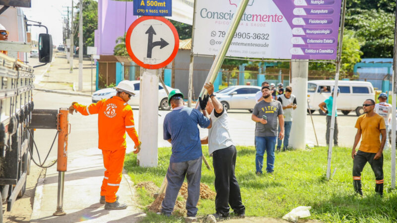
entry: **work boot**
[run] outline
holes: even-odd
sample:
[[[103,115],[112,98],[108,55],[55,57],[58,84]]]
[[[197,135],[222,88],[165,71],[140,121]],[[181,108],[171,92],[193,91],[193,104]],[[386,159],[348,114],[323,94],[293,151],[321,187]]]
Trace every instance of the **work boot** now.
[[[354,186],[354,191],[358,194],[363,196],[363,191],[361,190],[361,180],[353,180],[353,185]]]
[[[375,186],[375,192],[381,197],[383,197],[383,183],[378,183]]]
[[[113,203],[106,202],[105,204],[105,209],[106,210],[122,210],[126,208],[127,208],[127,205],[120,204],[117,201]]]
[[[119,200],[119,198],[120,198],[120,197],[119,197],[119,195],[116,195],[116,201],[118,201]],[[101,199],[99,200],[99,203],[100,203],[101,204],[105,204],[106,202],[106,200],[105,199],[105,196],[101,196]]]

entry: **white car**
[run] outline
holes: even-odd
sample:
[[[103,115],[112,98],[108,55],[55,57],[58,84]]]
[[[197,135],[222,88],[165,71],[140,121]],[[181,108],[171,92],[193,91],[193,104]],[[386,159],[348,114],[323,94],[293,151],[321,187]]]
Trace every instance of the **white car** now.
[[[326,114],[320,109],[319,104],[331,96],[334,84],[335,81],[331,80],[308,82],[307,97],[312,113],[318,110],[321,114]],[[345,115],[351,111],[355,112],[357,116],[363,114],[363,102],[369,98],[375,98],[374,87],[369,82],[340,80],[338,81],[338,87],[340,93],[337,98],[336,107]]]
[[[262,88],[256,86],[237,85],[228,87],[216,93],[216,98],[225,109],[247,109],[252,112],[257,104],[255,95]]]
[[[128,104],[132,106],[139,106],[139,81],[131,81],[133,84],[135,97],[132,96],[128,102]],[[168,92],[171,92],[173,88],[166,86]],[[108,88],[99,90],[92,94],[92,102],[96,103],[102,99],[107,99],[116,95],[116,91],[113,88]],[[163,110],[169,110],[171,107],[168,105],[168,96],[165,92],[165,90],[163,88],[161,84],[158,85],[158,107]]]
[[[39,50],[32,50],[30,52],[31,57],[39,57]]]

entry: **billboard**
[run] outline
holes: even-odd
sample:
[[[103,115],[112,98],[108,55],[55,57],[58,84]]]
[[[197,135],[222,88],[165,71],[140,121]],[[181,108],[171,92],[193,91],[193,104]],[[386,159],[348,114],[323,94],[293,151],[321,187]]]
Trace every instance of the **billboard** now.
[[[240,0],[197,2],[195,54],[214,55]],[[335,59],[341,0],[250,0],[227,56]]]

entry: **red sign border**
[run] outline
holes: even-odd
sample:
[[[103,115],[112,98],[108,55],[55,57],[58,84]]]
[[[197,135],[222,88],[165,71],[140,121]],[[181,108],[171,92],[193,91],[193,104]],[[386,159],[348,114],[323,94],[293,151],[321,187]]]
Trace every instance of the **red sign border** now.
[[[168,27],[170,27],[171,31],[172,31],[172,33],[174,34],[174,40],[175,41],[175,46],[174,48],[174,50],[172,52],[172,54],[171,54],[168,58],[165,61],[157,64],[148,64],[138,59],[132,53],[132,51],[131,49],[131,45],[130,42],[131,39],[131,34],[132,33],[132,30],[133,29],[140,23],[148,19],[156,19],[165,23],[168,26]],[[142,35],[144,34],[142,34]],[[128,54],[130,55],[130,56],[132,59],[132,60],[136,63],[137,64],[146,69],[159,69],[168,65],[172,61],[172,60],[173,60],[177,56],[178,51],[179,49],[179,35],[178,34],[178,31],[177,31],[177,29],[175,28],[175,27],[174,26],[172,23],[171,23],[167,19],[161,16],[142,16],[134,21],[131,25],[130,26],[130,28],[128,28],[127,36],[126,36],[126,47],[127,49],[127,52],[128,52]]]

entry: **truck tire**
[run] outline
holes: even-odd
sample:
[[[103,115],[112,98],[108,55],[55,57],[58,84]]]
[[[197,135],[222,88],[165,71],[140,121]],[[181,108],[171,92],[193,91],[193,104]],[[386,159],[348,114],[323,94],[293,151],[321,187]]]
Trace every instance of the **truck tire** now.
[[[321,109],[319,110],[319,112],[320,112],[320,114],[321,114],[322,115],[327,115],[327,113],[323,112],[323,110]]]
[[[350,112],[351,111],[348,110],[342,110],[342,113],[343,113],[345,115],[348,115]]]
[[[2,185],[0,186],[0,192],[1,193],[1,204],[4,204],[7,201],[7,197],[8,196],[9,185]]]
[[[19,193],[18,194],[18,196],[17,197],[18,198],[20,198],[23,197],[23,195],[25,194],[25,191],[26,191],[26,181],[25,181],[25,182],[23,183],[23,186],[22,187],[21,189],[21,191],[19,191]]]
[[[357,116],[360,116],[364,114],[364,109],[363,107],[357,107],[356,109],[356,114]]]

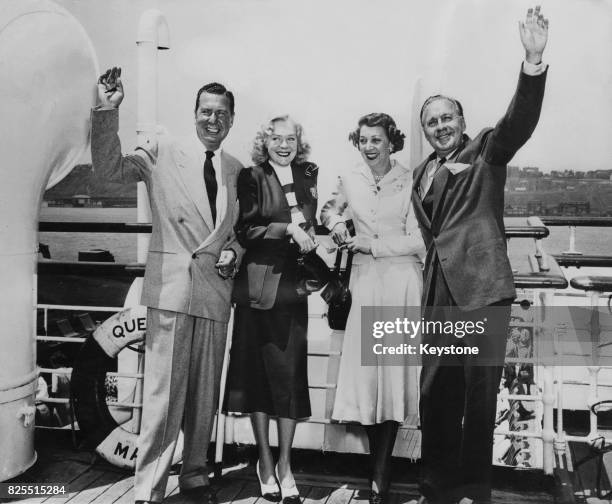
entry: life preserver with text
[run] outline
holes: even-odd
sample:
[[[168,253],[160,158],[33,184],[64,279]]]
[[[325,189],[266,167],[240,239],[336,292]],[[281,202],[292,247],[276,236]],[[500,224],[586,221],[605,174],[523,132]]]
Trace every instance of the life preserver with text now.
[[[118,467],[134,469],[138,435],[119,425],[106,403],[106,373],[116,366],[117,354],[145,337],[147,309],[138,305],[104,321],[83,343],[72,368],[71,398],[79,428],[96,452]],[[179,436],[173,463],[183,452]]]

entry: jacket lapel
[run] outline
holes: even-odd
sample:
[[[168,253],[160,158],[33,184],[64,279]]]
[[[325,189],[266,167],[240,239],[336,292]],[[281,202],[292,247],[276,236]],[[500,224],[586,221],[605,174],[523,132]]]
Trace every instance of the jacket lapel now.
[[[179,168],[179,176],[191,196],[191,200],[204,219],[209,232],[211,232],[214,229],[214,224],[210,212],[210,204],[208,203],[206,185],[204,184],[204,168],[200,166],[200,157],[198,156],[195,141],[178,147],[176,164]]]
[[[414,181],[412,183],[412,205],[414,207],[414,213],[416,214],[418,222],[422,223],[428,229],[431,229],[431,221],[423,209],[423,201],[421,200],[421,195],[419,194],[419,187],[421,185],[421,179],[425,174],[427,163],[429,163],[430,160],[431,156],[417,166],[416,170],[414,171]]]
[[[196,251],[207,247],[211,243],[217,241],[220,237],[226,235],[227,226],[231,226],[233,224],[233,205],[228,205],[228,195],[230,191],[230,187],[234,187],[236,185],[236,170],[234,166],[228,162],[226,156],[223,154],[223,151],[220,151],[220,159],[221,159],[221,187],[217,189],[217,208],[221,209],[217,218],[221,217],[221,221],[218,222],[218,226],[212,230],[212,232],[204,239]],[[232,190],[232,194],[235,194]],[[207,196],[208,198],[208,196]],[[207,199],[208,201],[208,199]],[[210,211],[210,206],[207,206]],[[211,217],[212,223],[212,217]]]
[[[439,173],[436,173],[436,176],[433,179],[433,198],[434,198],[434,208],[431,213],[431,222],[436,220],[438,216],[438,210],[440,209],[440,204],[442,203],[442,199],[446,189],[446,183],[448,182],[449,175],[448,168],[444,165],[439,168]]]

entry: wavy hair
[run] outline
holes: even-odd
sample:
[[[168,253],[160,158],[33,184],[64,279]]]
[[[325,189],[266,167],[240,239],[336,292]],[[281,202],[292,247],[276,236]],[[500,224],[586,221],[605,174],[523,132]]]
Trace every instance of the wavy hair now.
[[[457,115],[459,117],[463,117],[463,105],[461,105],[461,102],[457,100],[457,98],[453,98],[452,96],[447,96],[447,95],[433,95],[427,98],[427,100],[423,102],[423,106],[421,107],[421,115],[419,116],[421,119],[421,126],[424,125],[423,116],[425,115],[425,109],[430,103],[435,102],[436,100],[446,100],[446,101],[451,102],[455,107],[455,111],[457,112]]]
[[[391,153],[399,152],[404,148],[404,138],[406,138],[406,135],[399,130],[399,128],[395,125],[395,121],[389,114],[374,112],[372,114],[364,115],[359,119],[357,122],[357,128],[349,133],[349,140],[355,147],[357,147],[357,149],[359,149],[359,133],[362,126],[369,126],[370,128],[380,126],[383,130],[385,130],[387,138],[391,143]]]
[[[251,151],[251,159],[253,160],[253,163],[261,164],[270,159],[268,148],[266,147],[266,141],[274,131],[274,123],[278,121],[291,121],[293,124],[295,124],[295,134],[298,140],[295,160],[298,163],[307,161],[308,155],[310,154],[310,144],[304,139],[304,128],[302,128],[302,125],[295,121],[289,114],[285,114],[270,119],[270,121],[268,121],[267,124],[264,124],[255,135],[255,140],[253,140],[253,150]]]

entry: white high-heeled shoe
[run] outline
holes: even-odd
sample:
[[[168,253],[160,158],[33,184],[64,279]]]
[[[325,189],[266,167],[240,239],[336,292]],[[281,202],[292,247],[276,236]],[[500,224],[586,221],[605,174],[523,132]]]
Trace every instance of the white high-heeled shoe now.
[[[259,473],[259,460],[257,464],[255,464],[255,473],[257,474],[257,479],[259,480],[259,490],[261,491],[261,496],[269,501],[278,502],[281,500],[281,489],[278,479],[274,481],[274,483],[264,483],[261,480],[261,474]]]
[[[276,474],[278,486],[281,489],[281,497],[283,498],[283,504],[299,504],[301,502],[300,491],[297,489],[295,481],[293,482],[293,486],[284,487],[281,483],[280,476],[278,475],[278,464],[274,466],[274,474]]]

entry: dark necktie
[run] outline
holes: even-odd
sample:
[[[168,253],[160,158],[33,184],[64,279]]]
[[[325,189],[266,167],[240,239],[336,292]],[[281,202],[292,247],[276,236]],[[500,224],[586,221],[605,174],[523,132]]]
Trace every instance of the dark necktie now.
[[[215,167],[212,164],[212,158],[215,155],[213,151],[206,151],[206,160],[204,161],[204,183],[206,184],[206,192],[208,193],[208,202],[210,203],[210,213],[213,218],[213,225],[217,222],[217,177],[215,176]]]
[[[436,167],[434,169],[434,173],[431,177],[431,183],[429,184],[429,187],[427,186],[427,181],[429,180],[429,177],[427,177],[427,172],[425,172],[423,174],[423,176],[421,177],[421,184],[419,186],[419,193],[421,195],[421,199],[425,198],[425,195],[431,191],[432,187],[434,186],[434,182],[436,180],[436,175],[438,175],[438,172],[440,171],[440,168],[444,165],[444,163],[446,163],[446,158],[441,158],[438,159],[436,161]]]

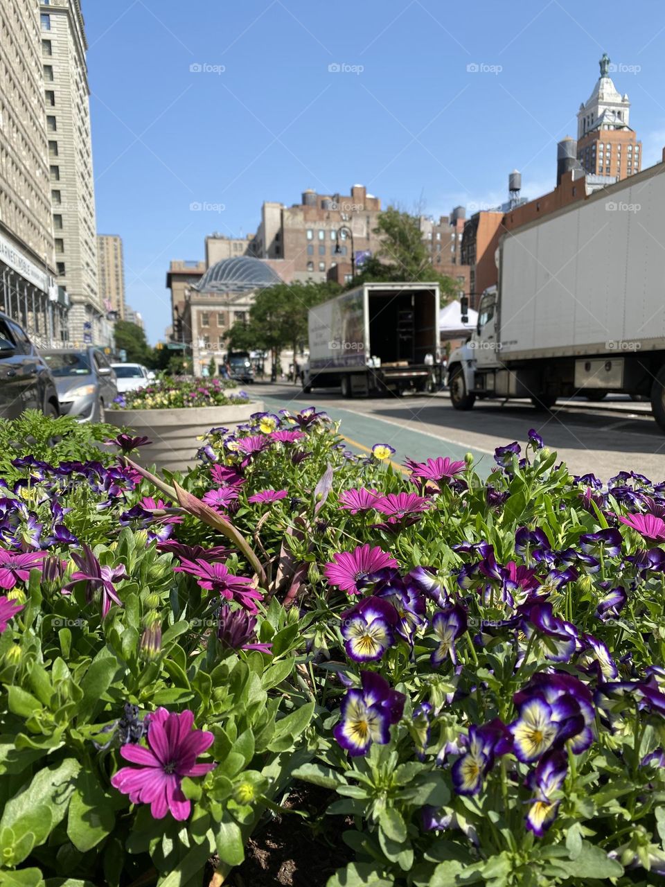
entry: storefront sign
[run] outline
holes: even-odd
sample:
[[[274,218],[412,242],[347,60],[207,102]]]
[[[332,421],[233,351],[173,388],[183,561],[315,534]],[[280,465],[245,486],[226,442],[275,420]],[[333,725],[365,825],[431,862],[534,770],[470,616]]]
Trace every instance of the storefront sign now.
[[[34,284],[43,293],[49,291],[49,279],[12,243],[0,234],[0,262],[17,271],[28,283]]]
==*==
_DIRECTION:_
Present the lines above as a numbered list, starting at the line that contains "entry: storefront sign" and continuing through the last line of the entries, leaving out any blank lines.

_RESULT FOR THIS TASK:_
1. entry: storefront sign
2. [run] outline
3. holes: even-odd
4. sample:
5. [[[274,218],[412,242],[347,60],[207,102]]]
6. [[[332,421],[233,351],[173,388],[183,561],[315,534]],[[280,465],[245,486],[226,442],[275,420]],[[333,725],[365,825],[431,862],[534,770],[470,616]]]
7. Trace every instance of the storefront sign now.
8. [[[34,284],[43,293],[49,291],[49,279],[12,243],[0,234],[0,262],[17,271],[28,283]]]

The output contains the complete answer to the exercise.